═══ DOCUMENT EXTRACT

Sustainable Finance Disclosure of Cycle S.C.A., SICAV-RAIF, Eco Technology Compartment A (the “Compartment”)

Pursuant to SFDR, the Fund is required to disclose information on the integration of Sustainability Risks, on the consideration of adverse sustainability impacts, on sustainable investment objectives, or on the promotion of environmental or social characteristics, in investment decision‐making and in advisory processes. Where the sustainability risk assessment leads to the conclusion that there are no sustainability risks deemed to be relevant to the financial product, the reasons therefor will be explained.

Sustainable Investment Objective

The Compartment has sustainable investment as its objective. Sustainable investment means an investment in an economic activity that contributes to an environmental or social objective, provided that the investment does not significantly harm any environmental or social objective and that the investee companies follow good governance practices.

The indicators that are used to measure the attainment of the sustainable investment objective of this Compartment are defined in the Cycle Good Impact Investment Practise Document, available at https://www.cycle-group.com/impact/. An excerpt of the SFDR relevant objectives, goals and methods is listed below:

  • Dark Green Fund: According to the self-classification required by the SFDR, the Compartment is a “dark green” compartment focused on the most ambitious 1.5° IPCC target and Paris ambition, investing in sustainable companies which are developing renewable energy, energy efficiency, hydrogen economy, electrical grid and emission reduction related technologies.

══════
═══ DATASET EXTRACT

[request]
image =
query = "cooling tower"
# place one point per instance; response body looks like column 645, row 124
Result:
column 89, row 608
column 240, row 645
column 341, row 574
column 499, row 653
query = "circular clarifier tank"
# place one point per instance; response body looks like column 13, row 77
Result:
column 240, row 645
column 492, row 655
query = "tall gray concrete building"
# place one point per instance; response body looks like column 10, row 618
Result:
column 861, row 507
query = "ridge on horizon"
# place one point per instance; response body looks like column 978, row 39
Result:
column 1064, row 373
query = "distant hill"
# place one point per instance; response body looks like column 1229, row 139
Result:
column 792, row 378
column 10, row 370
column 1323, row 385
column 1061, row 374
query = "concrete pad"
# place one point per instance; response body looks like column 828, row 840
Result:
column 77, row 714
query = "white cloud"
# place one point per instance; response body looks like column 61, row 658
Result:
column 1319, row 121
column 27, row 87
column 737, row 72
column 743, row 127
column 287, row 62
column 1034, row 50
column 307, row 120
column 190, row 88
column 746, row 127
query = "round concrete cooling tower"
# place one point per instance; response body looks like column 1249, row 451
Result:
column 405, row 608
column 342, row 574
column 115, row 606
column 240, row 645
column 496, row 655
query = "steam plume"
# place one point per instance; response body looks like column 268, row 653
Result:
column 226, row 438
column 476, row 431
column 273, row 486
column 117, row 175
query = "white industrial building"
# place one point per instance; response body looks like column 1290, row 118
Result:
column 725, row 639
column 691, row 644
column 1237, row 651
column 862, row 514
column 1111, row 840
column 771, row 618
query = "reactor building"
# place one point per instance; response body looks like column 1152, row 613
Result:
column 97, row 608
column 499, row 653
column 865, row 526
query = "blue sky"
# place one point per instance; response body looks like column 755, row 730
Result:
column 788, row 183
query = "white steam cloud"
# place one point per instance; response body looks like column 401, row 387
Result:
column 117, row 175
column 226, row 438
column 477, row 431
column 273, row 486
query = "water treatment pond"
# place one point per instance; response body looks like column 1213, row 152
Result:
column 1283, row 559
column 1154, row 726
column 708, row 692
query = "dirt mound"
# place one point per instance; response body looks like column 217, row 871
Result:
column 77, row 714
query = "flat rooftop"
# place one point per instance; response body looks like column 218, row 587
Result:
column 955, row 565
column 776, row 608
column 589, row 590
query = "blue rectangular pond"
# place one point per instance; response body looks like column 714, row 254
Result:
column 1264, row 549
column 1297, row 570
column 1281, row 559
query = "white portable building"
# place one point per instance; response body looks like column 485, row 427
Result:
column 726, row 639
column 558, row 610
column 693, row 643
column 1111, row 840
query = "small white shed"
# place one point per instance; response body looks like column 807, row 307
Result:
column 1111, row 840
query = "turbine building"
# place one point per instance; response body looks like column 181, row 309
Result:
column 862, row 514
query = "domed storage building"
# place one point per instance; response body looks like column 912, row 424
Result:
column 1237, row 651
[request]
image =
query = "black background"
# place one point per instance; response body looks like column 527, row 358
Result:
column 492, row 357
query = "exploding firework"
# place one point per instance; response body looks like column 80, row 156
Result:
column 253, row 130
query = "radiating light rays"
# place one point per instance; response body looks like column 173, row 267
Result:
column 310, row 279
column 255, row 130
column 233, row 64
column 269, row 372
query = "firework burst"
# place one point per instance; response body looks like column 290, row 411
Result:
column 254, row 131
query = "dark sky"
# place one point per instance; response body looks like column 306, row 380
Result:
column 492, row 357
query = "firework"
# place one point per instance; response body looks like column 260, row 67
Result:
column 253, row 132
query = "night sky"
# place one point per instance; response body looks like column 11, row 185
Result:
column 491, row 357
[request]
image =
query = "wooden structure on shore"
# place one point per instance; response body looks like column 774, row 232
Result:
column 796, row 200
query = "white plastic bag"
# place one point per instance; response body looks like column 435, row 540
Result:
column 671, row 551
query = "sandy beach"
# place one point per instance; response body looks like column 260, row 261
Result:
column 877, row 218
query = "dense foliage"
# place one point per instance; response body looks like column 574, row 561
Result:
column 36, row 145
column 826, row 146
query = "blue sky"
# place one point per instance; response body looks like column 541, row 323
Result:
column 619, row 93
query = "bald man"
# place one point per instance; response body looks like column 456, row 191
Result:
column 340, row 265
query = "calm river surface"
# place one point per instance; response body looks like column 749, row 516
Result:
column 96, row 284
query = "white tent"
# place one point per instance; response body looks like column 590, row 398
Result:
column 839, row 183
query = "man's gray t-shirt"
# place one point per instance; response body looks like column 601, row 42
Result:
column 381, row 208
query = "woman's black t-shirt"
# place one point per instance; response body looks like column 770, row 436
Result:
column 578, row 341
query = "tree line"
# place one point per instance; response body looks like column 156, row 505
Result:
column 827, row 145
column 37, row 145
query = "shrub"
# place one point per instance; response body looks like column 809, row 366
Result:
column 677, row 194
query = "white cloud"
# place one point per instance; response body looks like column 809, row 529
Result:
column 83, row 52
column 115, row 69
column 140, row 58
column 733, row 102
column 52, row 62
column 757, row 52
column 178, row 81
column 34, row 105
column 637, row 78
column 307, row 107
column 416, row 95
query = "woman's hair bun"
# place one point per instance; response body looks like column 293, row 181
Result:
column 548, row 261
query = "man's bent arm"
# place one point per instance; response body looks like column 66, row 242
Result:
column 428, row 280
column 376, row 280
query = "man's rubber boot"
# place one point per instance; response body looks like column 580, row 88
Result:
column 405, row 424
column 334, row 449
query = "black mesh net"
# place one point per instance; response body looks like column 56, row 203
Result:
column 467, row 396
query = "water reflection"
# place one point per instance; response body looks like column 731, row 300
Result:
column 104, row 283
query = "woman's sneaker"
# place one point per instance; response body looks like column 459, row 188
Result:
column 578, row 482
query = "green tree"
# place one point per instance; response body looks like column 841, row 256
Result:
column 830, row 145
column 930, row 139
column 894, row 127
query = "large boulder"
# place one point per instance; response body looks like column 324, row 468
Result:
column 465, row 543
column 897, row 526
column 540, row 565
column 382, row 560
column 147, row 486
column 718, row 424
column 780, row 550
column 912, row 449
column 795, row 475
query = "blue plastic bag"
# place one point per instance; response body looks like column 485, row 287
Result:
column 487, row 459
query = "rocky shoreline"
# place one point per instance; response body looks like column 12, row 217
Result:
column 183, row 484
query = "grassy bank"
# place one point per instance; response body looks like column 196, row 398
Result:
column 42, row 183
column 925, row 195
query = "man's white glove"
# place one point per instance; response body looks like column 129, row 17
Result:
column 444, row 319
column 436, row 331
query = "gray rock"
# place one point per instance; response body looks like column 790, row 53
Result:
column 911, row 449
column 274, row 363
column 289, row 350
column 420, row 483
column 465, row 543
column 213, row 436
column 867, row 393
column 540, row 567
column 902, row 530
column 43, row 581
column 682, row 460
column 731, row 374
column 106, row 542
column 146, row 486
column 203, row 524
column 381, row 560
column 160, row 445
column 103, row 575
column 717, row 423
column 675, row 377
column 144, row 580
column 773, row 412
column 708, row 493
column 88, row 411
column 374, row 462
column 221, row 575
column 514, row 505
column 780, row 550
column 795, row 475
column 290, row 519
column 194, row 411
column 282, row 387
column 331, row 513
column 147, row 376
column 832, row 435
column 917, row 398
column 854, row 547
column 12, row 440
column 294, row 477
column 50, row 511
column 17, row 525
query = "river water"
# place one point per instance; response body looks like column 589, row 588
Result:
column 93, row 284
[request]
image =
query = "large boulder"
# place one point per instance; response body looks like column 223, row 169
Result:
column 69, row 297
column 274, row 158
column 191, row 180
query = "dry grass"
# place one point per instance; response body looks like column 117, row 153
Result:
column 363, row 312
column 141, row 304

══════

# INSTRUCTION 1
According to the sustainable finance disclosure, in which document are the indicators for measuring the Compartment's sustainable investment objective defined?
# INSTRUCTION 2
Carry on the sustainable finance disclosure from the end of its last sentence.
The entries were taken from a different source than the disclosure.

# EXERCISE OUTPUT 1
They are defined in the Cycle Good Impact Investment Practise Document, available at https://www.cycle-group.com/impact/.

# EXERCISE OUTPUT 2
  • Investment Objectives: The Compartment invests in European Climate Opportunities with a focus on sustainable, renewable energy, energy efficiency, hydrogen economy electrical grid and emission reduction related technologies. Bringing those new environmentally friendlier technologies to the global markets is at the core of the mission and all investment are exclusively made into sustainability. The investment hypophysis of the Compartment is focused on the highest emission reduction potential of the industrial sectors and thus fully mission aligned with the dark green investment objective classification of the SFDR.
  • Sustainability Goals: The Compartment contemplates to invest in 12–15 companies developing sustainable technologies which reduce emissions directly or realise significant emission reduction with their products and services indirectly (actual operation of the products). The sustainability goals include all UN sustainability goals (SDGs) with a special focus on goal 6, 7, 9, 11, 12 and 13. Most important goal for the Compartment is the swift reduction of emissions with a focus on Super Pollutants and Full Mitigation Efforts including the mitigation of Short Lived Climate Pollutants such as Black Carbon, Methane and Hydrofluorocarbons and as an exception the most potent warming gas Sulfur Hexaluoride (SF6).
  • Paris Ambition: The Compartment invests in companies targeting to support the most ambitious decarbonisation goal of the Paris agreement and the 1.5° IPCC target. Portfolio companies are selected to most effectively reduce emissions to net zero as fast as possible. Thus, the investment focus is on energy related technologies with significant emission reduction potential.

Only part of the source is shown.